■ STATED GOAL ■
Return verbatim the lines of the material that run from the line containing "the man's white" up to and including the line containing "[[37, 666]]". Include only those lines.

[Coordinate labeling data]

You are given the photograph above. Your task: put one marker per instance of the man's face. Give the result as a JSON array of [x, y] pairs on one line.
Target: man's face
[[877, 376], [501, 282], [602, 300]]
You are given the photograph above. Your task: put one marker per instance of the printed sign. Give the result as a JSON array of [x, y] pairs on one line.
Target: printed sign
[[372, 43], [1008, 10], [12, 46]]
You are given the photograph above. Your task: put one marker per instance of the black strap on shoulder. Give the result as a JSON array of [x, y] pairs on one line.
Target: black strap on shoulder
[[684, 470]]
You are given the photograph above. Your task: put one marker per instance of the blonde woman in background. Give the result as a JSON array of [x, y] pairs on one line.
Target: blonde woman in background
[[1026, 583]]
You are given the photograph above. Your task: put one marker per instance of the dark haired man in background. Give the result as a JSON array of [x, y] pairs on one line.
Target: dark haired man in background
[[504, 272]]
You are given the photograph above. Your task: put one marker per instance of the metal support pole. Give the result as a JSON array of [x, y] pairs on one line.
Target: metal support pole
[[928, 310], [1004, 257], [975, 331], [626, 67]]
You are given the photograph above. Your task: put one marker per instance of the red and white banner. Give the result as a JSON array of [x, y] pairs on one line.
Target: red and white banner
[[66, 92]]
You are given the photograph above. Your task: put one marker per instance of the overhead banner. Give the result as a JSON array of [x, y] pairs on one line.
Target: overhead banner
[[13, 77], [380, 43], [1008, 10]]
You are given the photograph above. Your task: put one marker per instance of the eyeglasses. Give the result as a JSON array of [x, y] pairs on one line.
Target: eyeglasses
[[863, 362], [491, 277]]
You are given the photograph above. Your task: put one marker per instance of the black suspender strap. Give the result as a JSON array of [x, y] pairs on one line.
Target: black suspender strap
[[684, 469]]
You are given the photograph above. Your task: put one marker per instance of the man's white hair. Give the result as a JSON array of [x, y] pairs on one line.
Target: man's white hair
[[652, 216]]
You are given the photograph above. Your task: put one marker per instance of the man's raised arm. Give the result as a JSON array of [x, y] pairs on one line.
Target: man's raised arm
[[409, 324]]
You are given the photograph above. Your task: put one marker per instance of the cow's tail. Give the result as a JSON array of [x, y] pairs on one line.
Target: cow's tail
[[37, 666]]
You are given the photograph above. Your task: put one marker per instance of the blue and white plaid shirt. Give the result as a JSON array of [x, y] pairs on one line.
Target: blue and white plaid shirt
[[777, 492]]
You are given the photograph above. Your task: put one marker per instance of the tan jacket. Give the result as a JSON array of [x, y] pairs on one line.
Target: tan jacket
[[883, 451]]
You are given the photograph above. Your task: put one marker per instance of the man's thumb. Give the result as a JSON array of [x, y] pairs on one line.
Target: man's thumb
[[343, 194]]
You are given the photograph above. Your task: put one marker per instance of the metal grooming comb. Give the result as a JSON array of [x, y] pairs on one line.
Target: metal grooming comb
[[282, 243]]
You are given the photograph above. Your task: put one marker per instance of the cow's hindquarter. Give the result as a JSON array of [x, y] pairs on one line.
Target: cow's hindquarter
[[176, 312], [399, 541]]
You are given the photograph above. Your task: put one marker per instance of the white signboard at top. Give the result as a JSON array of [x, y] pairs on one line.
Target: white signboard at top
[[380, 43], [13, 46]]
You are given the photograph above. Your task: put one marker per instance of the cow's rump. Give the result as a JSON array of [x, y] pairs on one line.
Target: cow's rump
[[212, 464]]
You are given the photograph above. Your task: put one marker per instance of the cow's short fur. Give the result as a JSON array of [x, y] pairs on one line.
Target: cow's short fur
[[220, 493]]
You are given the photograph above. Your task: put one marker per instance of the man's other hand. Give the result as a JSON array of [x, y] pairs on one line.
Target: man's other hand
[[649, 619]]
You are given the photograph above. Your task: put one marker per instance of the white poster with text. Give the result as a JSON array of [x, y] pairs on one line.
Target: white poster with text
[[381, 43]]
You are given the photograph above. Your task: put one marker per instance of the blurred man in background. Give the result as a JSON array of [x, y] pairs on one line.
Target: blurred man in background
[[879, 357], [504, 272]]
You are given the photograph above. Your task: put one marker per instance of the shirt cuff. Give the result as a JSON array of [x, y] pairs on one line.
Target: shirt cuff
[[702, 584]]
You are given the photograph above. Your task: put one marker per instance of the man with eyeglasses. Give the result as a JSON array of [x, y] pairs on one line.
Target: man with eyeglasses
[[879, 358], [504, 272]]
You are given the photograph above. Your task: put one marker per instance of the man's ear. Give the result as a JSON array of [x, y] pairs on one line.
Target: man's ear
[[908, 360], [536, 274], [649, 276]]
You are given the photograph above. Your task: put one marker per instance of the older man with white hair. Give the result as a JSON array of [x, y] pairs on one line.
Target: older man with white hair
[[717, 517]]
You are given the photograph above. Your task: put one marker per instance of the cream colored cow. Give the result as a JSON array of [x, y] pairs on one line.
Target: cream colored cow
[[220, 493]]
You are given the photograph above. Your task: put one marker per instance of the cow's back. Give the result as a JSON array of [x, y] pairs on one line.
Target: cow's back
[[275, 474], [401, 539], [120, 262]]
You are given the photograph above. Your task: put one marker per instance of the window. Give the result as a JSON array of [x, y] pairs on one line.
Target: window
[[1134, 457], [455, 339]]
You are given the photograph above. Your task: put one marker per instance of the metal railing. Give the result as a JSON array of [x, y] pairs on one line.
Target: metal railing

■ CORRECT ANSWER ■
You are given the photograph above. Your task: put one marker per instance of the man's white hair. Give the result as a JSON array of [x, y] pairs on one line.
Target: man's white hair
[[652, 216]]
You are given the photograph above. Your task: put one marker per instance of the man's raised arm. Give the result as a JSON array of [x, y] pairs on one line.
Target: man's raised arm
[[409, 324]]
You are given the photograph above. Your task: put one marker per instance of the cow's tail. Give the result as a JSON array of [x, y] pairs on one line.
Target: cow's tail
[[37, 666]]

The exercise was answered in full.